**Given text**:
The practice of gratitude as a tool for happiness has been in the mainstream for years. Long-term studies support gratitude’s effectiveness, suggesting that a positive, appreciative attitude contributes to greater success in work, greater health, peak performance in sports and business, a higher sense of well-being and a faster rate of recovery from surgery.
While we may acknowledge gratitude’s many benefits, it can still be difficult to sustain. We’re trained to notice what’s broken, undone or lacking in our lives. For gratitude to meet its full healing potential, we need a new perspective. Sustained repetition will help these healthy new behaviors become healthy new habits.
That’s why practicing gratitude makes so much sense. When we practice giving thanks for all we have, instead of complaining about what we lack, we give ourselves the chance to see all of life as an opportunity and a blessing.
Remember that gratitude isn’t a blindly optimistic approach in which the bad things in life are whitewashed or ignored. It’s more a matter of where we put our focus and attention. Pain and injustice exist in this world, but when we focus on the gifts of life, we gain a feeling of well-being. Gratitude creates balance and instills hope.
There are many things to be grateful for: colorful autumn leaves, legs that work, friends who listen and really hear, chocolate, fresh eggs, warm jackets, tomatoes, the ability to read, roses, our health, butterflies. What’s on your list?
Some Ways to Practice Gratitude
- Keep a gratitude journal in which you list things for which you are thankful. You can make daily, weekly or monthly lists. Greater frequency may be better for creating a new habit, but just keeping that journal where you can see it will remind you to think gratefully.
- Make a gratitude collage by drawing or pasting pictures.
- Practice gratitude around the dinner table or make it part of your nighttime routine.
- Make a game of finding the hidden blessing in a challenging situation.
- When you feel like complaining, make a gratitude list instead. You’ll be amazed by how much better you feel.
- Notice how gratitude is impacting your life. Write about it, sing about it, give thanks for gratitude.
As you practice, an inner shift begins to occur. You will be delighted to discover how content and hopeful you are feeling. That sense of fulfillment is gratitude at work. And that gratitude will foster Flow—an effort-less, stress-less, joy-filled existence based in Who you are Being NOT What you are Doing.

**Dataset**:

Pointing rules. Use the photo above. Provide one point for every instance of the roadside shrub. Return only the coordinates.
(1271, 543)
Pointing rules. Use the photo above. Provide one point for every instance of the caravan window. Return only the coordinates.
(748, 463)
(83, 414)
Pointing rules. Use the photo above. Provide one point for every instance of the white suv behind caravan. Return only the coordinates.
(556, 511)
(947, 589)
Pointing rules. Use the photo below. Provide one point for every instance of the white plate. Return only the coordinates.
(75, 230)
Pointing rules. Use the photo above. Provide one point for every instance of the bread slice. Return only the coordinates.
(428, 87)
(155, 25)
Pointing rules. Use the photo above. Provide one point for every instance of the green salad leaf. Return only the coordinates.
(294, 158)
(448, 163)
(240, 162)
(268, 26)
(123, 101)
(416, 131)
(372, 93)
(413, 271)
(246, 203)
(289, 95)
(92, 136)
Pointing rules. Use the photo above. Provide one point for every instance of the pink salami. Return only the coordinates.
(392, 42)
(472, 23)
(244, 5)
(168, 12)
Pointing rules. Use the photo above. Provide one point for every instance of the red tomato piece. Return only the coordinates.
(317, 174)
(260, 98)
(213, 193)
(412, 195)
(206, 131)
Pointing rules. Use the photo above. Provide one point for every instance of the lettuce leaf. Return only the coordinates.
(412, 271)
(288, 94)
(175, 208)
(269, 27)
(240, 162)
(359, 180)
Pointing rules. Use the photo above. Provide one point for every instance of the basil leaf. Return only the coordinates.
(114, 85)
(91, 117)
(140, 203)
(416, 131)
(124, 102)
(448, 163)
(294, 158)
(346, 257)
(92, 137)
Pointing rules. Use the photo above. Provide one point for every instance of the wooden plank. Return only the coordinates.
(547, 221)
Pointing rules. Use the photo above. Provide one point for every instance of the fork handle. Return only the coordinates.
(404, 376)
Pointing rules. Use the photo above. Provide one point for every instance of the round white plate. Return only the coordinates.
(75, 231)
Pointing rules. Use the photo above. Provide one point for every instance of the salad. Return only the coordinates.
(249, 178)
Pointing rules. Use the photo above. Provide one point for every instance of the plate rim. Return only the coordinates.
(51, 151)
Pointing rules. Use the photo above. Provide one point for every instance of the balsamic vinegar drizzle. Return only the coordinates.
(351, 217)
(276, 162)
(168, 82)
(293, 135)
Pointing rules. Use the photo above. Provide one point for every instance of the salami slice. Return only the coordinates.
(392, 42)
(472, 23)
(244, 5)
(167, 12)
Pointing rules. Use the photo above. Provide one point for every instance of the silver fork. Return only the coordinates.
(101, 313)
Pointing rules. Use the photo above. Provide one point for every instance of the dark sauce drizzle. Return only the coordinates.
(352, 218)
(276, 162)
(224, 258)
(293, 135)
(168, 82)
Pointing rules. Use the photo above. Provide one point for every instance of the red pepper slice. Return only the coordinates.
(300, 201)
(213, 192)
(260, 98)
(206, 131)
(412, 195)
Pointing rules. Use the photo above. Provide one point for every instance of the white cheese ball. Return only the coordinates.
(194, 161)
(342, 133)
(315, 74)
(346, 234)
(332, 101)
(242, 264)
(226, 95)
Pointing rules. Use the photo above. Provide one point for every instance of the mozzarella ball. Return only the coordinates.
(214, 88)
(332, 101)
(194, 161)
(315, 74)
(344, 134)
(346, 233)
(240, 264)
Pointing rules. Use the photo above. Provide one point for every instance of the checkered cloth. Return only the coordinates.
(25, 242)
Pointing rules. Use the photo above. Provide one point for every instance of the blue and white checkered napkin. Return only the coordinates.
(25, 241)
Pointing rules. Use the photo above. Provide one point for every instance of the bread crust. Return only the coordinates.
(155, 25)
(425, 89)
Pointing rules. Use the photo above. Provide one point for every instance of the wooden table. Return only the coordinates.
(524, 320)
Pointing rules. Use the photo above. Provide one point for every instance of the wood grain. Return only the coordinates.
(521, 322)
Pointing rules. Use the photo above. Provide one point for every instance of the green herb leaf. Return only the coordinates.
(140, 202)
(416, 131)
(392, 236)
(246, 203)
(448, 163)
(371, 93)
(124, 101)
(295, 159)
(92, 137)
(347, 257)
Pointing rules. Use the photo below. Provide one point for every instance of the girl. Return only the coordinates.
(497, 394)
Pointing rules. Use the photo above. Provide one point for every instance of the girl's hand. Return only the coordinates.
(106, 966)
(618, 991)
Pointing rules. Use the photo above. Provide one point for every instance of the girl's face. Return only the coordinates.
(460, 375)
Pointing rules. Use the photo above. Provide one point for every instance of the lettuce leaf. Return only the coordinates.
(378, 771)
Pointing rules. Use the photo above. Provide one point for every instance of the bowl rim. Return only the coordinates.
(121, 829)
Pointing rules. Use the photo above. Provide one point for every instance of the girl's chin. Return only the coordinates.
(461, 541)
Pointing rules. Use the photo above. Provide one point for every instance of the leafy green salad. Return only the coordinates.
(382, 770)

**Work order 1**:
Write out the passage of the gratitude text starting with "That’s why practicing" and going on through "and a blessing.", swapping "blessing" for "gift".
**Work order 2**:
Please translate this sentence from the gratitude text into Spanish: "Gratitude creates balance and instills hope."
These rows come from a separate source.

**Task answer 1**:
That’s why practicing gratitude makes so much sense. When we practice giving thanks for all we have, instead of complaining about what we lack, we give ourselves the chance to see all of life as an opportunity and a gift.

**Task answer 2**:
La gratitud crea equilibrio e infunde esperanza.